Named-object pointing lines:
===============
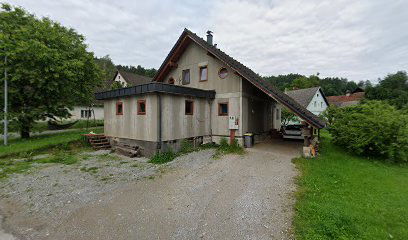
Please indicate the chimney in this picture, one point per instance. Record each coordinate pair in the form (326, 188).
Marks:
(209, 37)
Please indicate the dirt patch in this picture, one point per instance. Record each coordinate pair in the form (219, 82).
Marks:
(193, 197)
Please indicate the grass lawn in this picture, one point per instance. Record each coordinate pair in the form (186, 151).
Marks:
(39, 143)
(342, 196)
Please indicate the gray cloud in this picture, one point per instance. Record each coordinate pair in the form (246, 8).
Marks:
(355, 39)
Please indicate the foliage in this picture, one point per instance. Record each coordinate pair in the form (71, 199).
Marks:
(343, 196)
(287, 116)
(305, 82)
(163, 157)
(138, 70)
(50, 69)
(41, 143)
(332, 86)
(225, 148)
(372, 129)
(328, 114)
(393, 89)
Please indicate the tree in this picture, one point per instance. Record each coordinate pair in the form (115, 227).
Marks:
(49, 68)
(393, 89)
(287, 116)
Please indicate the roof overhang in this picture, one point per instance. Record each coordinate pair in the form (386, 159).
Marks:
(155, 87)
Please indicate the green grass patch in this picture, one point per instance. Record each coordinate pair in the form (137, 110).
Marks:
(40, 143)
(225, 148)
(342, 196)
(43, 126)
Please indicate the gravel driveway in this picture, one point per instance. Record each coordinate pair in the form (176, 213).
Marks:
(194, 197)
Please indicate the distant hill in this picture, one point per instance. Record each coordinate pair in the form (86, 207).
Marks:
(332, 86)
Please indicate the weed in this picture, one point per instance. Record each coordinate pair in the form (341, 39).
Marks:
(163, 157)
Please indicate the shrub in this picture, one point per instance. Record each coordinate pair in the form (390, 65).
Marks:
(163, 157)
(374, 128)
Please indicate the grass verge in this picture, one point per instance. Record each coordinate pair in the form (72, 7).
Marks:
(38, 144)
(342, 196)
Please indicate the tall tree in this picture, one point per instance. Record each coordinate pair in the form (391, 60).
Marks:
(50, 69)
(393, 89)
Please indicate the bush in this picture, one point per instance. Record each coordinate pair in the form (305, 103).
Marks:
(163, 157)
(374, 128)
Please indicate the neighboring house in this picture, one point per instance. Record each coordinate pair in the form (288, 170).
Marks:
(126, 79)
(349, 99)
(199, 93)
(312, 99)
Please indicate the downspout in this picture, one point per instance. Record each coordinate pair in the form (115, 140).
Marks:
(159, 127)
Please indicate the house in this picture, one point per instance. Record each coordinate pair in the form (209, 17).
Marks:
(96, 111)
(128, 79)
(201, 94)
(349, 99)
(313, 99)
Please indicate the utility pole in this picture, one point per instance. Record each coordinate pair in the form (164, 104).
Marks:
(5, 100)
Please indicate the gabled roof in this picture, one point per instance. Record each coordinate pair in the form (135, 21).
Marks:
(132, 79)
(187, 37)
(305, 96)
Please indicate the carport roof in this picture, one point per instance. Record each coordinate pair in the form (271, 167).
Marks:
(187, 37)
(155, 87)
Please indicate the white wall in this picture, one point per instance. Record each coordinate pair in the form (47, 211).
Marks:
(317, 105)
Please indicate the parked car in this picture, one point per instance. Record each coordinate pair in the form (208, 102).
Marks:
(292, 131)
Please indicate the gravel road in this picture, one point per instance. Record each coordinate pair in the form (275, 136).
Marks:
(194, 197)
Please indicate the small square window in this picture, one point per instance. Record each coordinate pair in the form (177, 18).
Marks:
(141, 107)
(203, 73)
(119, 108)
(223, 109)
(186, 76)
(189, 107)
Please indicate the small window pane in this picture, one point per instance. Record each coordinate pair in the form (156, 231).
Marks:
(203, 73)
(119, 108)
(223, 109)
(189, 107)
(141, 107)
(223, 73)
(186, 76)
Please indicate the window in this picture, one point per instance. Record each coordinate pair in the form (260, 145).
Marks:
(141, 107)
(119, 108)
(203, 73)
(86, 113)
(223, 109)
(189, 107)
(171, 80)
(186, 76)
(223, 73)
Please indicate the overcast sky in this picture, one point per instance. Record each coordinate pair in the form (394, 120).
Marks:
(359, 40)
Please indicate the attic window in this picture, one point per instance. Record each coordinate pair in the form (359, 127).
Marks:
(203, 73)
(119, 108)
(223, 109)
(186, 76)
(189, 107)
(141, 107)
(223, 73)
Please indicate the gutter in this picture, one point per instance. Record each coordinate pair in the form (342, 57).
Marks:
(159, 124)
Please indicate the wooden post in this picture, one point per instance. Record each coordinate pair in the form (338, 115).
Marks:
(232, 136)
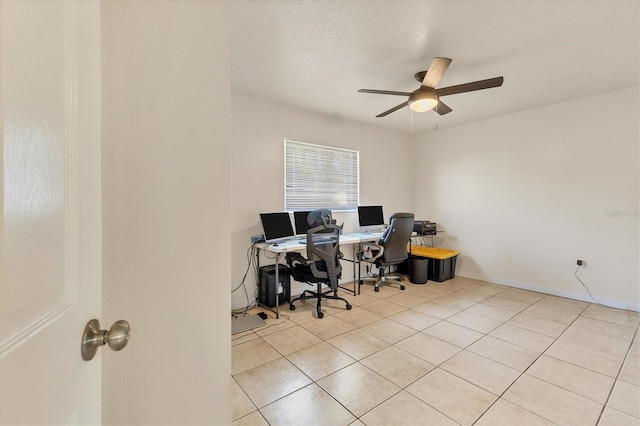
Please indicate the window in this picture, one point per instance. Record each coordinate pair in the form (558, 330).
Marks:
(319, 177)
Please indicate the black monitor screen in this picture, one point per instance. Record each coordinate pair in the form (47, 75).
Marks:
(276, 225)
(300, 219)
(370, 215)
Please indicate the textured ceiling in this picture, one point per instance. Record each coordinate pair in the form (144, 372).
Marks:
(315, 55)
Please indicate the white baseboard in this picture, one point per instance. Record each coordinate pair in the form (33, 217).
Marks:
(612, 303)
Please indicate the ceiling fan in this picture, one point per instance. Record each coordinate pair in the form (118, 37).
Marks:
(427, 97)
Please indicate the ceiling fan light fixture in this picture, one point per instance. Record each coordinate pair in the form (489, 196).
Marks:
(423, 101)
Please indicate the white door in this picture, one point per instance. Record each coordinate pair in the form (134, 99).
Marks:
(51, 233)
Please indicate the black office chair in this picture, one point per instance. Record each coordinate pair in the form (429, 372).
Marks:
(390, 250)
(322, 265)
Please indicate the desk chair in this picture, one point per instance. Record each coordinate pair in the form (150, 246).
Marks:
(322, 265)
(390, 250)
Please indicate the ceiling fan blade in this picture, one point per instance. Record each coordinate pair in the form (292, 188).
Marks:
(384, 92)
(395, 108)
(470, 87)
(435, 72)
(442, 108)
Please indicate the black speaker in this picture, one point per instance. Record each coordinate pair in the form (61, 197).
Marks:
(267, 288)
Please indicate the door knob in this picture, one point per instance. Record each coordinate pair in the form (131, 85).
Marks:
(92, 338)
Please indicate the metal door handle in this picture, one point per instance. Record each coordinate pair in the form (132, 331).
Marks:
(92, 338)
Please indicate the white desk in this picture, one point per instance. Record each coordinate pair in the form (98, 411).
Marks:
(354, 239)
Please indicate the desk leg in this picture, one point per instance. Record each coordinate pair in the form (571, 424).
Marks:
(276, 289)
(357, 256)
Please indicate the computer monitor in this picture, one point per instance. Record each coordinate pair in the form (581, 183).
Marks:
(276, 226)
(300, 220)
(370, 216)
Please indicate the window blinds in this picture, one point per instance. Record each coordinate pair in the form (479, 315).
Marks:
(320, 177)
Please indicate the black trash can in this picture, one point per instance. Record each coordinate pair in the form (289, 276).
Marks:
(418, 269)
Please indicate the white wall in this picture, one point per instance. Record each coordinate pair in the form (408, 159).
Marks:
(523, 196)
(257, 170)
(166, 234)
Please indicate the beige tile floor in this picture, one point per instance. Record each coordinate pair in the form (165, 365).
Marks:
(461, 352)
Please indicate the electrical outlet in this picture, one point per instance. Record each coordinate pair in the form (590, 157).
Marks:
(257, 239)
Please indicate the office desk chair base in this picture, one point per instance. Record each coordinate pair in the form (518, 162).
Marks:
(319, 295)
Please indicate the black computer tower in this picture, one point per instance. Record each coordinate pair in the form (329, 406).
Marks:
(267, 288)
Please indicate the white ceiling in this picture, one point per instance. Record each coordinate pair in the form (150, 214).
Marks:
(316, 54)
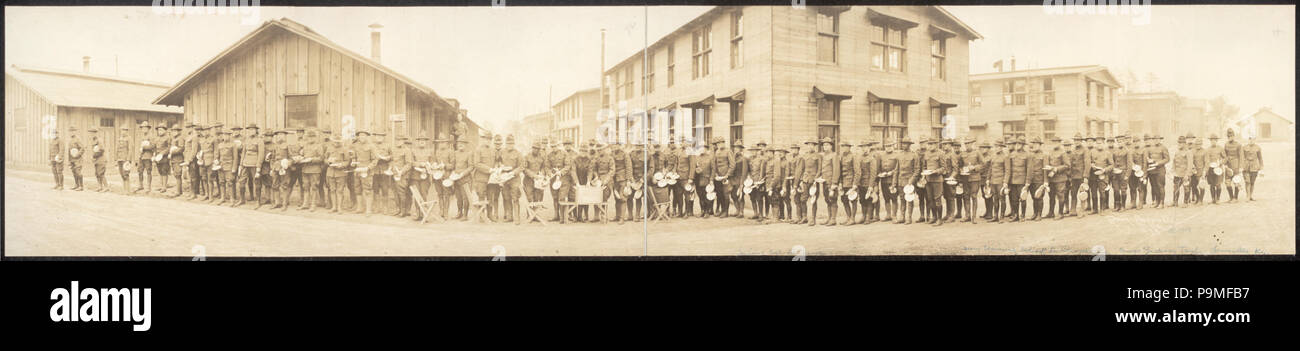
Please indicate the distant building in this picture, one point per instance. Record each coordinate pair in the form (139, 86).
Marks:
(1156, 113)
(1052, 102)
(284, 74)
(575, 117)
(787, 74)
(1268, 125)
(38, 100)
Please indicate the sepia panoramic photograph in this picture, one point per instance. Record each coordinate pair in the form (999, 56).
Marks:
(649, 131)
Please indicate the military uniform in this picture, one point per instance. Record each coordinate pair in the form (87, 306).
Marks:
(74, 163)
(511, 164)
(1252, 161)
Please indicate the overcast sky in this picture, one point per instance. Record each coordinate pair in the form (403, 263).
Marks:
(501, 63)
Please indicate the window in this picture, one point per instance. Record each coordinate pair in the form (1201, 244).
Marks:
(703, 125)
(20, 121)
(827, 37)
(1048, 129)
(1101, 96)
(300, 111)
(1048, 92)
(889, 48)
(701, 46)
(936, 121)
(671, 63)
(628, 87)
(649, 74)
(1087, 96)
(1013, 92)
(737, 44)
(1013, 129)
(888, 118)
(937, 53)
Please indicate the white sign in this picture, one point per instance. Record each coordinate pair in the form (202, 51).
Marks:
(349, 128)
(48, 125)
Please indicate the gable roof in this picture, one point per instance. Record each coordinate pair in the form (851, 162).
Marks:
(1023, 73)
(176, 95)
(87, 90)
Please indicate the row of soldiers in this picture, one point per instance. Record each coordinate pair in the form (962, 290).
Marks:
(944, 180)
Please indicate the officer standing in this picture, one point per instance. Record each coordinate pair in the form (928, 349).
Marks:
(144, 168)
(310, 161)
(1252, 159)
(511, 164)
(1233, 155)
(906, 173)
(74, 157)
(98, 160)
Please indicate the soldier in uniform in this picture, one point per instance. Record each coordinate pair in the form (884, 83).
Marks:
(189, 159)
(684, 165)
(382, 173)
(1079, 168)
(224, 167)
(757, 173)
(637, 167)
(511, 164)
(1118, 172)
(1214, 155)
(1058, 178)
(76, 150)
(906, 172)
(1136, 157)
(174, 157)
(463, 163)
(1233, 155)
(423, 167)
(485, 159)
(402, 164)
(122, 154)
(1252, 161)
(735, 181)
(250, 164)
(1182, 168)
(723, 163)
(848, 178)
(703, 163)
(311, 163)
(810, 169)
(1156, 159)
(971, 169)
(888, 185)
(338, 161)
(445, 155)
(98, 160)
(144, 168)
(936, 163)
(1099, 173)
(163, 150)
(56, 160)
(558, 161)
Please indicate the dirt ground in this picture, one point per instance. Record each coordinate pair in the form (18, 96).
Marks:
(40, 221)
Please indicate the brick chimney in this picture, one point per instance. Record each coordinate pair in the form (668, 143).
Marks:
(375, 40)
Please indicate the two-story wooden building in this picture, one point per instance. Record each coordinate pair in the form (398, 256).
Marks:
(1044, 103)
(787, 74)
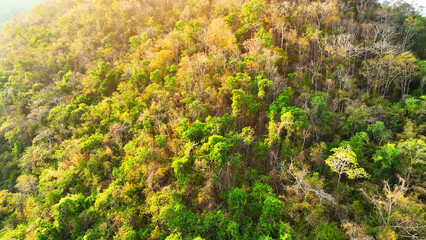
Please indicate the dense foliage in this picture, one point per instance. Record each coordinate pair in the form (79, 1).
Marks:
(213, 119)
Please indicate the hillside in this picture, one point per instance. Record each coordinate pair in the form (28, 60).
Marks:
(213, 119)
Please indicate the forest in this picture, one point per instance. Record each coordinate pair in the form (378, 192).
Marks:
(213, 119)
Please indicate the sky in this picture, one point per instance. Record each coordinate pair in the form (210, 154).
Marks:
(10, 8)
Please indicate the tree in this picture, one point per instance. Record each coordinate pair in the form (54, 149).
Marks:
(344, 161)
(387, 156)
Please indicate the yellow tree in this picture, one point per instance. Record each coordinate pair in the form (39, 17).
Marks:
(344, 161)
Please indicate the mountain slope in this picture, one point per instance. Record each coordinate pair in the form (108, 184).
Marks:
(155, 119)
===============
• **Exercise description**
Rewrite the stretch from the line containing "Please indicate the yellow" through the end of the lines, changing "mountain slope" to "rocky slope" and keeping everything else the same.

• **Final answer**
Please indicate the yellow tree in this picture, one point per instance. Record each coordinate pair in the form (39, 17).
Marks:
(344, 161)
Please indicate the rocky slope in this picture, one point per instance. Record each coordinate pair in the form (108, 184).
Marks:
(155, 119)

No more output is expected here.